▸ Article
------------------------------

We will further describe the framework in the Composition-Conditioned
Crystal GAN section. In both VAE and GAN approaches, a key
component of crystal structural generative models is the invertibility
from material representation (features) to real structure of material
since the features generated from the latent vector should eventually
be inverted back to the real structure of material in order to confirm
the generated material.[44]Although
many representations, such as those based on fragment
descriptors or graph-based encoding for crystal structures,[45,46] were proposed with great promise for predicting key properties of
materials (e.g., formation energy, energy above the convex hull, band
gap, bulk moduli, etc.), most of these descriptors and representations
are not invertible (or have not been demonstrated to be invertible)
to the real 3D structure. Thus, constructing an invertible representation
is still an important task for developing a crystal structure generative
model. One of the first suggested representations to encode crystal
structures was a 3D-image representation[37] which led to the first generative model (iMatGen) for inorganic
solids, which employed a VAE architecture. A similar approach was
also proposed by Hoffmann et al.[47] by using
3D atomic density representations and VAE, in which an additional
U-net network was employed to classify element information from the
generated 3D atomic density. Kim et al.[48] proposed a WGAN-based generative model to discover new zeolite materials
with desired energy and heat of adsorption. While these 3D voxel image
representations opened the door to the generative modeling of the
inorganic crystals, there is room for improvements for practical applications.
Some of the challenges to overcome using this approach include the
following: (1) Inverting representations to materials structures requires
user-defined postprocessing. (2) the unit cell size of the crystal
material is limited by the cubically scaling three-dimensional grids.

------------------------------

▸ Data block

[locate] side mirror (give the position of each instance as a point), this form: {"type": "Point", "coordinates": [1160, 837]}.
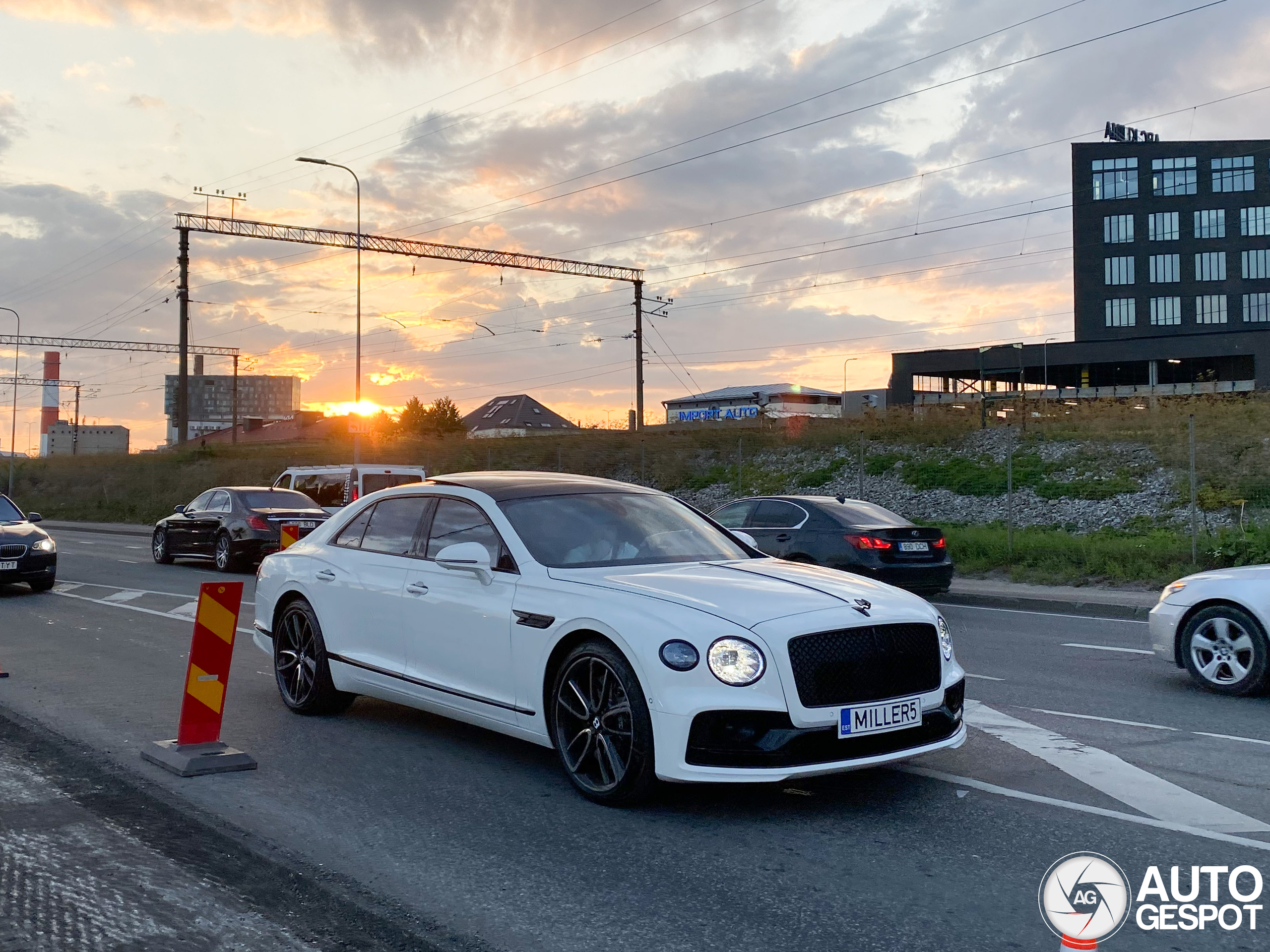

------------------------------

▸ Set problem
Continue the passage on generative models for crystal structures, starting right after its last sentence. The listing is separate material, apart from the passage on generative models for crystal structures.

▸ Result of this exercise
(3) representations are memory-intensive, leading to long training
time. Finally, (4) images are inherently not translational-, rotational-,
and supercell-invariant.In this work, we use a crystal representation
that is inversion-free
with a low memory requirement (by a factor of 400 compared to the
3D voxel representation used in iMatGen,[37] for example). We represent the crystal structure as a set of atomic
coordinates and cell parameters, inspired by “point cloud”[49−53] used for image classification and segmentation in machine-learning
fields, where objects are considered as a set of points and vectors
with 3D-coordinates. As an application, we construct a GAN to generate
new crystal structures with a desired chemical composition and apply
it to the Mg–Mn–O ternary system. The Pourbaix stability
and band gaps of these materials are then evaluated to find a promising
photoanode material for water splitting in the HTVS manner.[4] The employed generative-HTVS predicts 23 novel
Mg–Mn–O structures as a potential photoanode which could
not have been found using the conventional substitution-based database
enumeration approach.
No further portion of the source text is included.